Selected passage |
EWOS Innovation has worked in cooperation with Canadian academic researchers specializing in sustainability modeling to develop a unique model to measure the eco-footprints of EWOS feeds. The EWOS group has begun to use this ecological footprint (E.F.) modeling tool to quantify the scale of ecosystem support required to sustain the production of its fish feeds and assist in the development of more sustainable feed input sourcing and product offerings at its companies in Canada, Chile, the United Kingdom and Norway.
The footprint model is a sophisticated tool into which a number of different layers of data are built for each raw material. The two primary sub-components of the ecological footprint analyzed are the area of ecosystem support required to sustain the production of biotic resource inputs, whether from marine or terrestrial origins, and to assimilate carbon equivalent to the total greenhouse gases emitted in feed production.
The quantification of supply chain greenhouse gas emissions associated with the production, processing, packaging and transport of each feed input, along with the production of salmon feeds has been undertaken using ISO-compliant lifecycle analysis methodologies.
When using the tool, it is important to realize some intrinsic differences between the raw materials used in salmon feeds. Raw materials from marine ecosystems have a higher footprint than those from terrestrial systems in general. This should not be surprising, since natural marine ecosystems – which contain a variety of species, of which only one is targeted – are much less productive per hectare than an intensively farmed, terrestrial plot of land producing a monoculture crop.
This is perhaps the largest driver in the overall feed eco-footprinting. Other important drivers include the energy used to produce, process and transport the feed inputs, along with feed milling.
There are significant differences in the eco-footprints of feeds. Marine ingredients have by far the largest impacts on overall feed footprints. Their impacts are influenced by the quantity of marine ingredients in the dietary formulation, but even more by the trophic levels of the fish used in the production of the fishmeal and oil. Utilizing fish species from higher trophic levels results in much larger footprints, as greater total ecosystem resources are required to support these predators.
Choice of target fish species is therefore important when purchasing fishmeal and oil, as well as the total inclusion rate of marine ingredients, if the sole focus is to reduce the eco-footprint. It is worth noting that the fishing method for the target fish is also a contributory factor due to the energy consumption and associated greenhouse gas emissions.
Plant-derived raw materials
Aside from selecting marine resources and reducing their use, E.F. magnitude can also be reduced through the careful inclusion of selected plant-derived raw materials. As noted above, intensive crop monoculture is highly productive and has much lower E.F. values than for marine resources. However, the EWOS E.F. model accounts for processing and transport to the feed mills. This makes the models sensitive to regional energy sources and transport modes, both of which influence emission intensity; as well as regional farming techniques, which influence productivity from the land area.
By looking at the footprint of each raw material available, scientists can compare the compositions of different feeds and formulate diets with a lower E.F. However, it is essential that the feeds also provide the nutrients required by the fish at an economically viable cost.

Requirement |
According to the passage on EWOS feed eco-footprints, what methodologies were used to quantify supply chain greenhouse gas emissions?

Data block |
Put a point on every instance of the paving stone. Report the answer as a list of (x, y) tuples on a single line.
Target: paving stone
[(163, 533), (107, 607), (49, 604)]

Response to this task |
ISO-compliant lifecycle analysis methodologies.